● Directions for this task
Reproduce every one of the following rows verbatim, with no changes of any kind.

● Records provided
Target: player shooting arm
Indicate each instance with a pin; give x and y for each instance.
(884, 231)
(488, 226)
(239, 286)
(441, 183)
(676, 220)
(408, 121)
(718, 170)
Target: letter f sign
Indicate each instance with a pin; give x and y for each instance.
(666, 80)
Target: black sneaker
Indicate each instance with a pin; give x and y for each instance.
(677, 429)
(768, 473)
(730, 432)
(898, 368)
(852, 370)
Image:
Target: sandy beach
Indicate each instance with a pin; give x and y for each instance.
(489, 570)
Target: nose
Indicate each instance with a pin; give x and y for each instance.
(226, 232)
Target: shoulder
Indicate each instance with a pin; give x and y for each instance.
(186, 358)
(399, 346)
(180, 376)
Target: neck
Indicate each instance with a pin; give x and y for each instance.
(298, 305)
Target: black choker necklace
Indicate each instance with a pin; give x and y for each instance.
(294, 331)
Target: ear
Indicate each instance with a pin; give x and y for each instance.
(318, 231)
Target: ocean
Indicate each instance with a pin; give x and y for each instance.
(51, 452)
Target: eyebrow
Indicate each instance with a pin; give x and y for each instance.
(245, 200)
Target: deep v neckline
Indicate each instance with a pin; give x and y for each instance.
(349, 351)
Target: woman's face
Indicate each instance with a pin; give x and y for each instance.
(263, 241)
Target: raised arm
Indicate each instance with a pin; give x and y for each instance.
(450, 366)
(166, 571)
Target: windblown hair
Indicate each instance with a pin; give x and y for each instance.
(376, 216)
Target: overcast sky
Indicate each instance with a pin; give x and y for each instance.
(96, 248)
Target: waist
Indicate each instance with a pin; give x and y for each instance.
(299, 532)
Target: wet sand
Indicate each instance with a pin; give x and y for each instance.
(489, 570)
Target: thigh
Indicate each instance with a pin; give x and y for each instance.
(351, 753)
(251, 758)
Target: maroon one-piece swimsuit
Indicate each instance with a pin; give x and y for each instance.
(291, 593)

● Finished exercise
Target: player shooting arm
Indicate each instance with a pin; give x and y for each instance.
(884, 231)
(488, 226)
(239, 286)
(441, 183)
(676, 220)
(408, 121)
(718, 170)
Target: letter f sign
Indicate each instance with a pin; give x and y for each instance.
(666, 80)
Target: black sneaker
Indicate each instance with a pin; give x and y for each instance.
(677, 429)
(768, 473)
(730, 432)
(898, 368)
(852, 370)
Image:
Target: sandy beach
Indicate each instance with a pin; give x and y for each instance.
(489, 570)
Target: nose
Indicate each instance with a pin; give x and y for each instance.
(226, 232)
Target: shoulder
Indicate each instance with a pin; give x and y for each instance.
(186, 358)
(399, 346)
(180, 376)
Target: neck
Indicate each instance with a pin; give x and y for each instance.
(298, 305)
Target: black choker necklace
Indicate each instance with a pin; give x and y for each instance.
(294, 331)
Target: ear
Indicate each instance with a pin; give x and y for each instance.
(318, 231)
Target: ocean
Indicate each instance with a pin; give x and y for each instance.
(51, 452)
Target: eyebrow
Indicate each instance with a pin; give x and y for each instance.
(245, 200)
Target: deep v neckline
Indicate each instance with a pin; give x and y for each instance.
(349, 351)
Target: woman's face
Indicate each instance with a pin; give x and y for each instance.
(263, 241)
Target: raised arm
Indicate each instance with a pin; give x and y for each instance.
(450, 366)
(166, 571)
Target: windblown hair
Indicate each instance with a pin; give x and y for each instance.
(376, 216)
Target: overcast sky
Indicate each instance with a pin; give x and y for each instance.
(96, 248)
Target: waist
Indicate each instance with a pin; give x and y for each instance.
(299, 532)
Target: wet sand
Indicate each instance with a pin; give x and y for each instance.
(489, 570)
Target: thigh
Indicate each instance with a pin; give x and y for each instance.
(351, 753)
(251, 758)
Target: maroon one-piece swimsuit
Indicate each instance with a pin; give x and y for each instance.
(291, 593)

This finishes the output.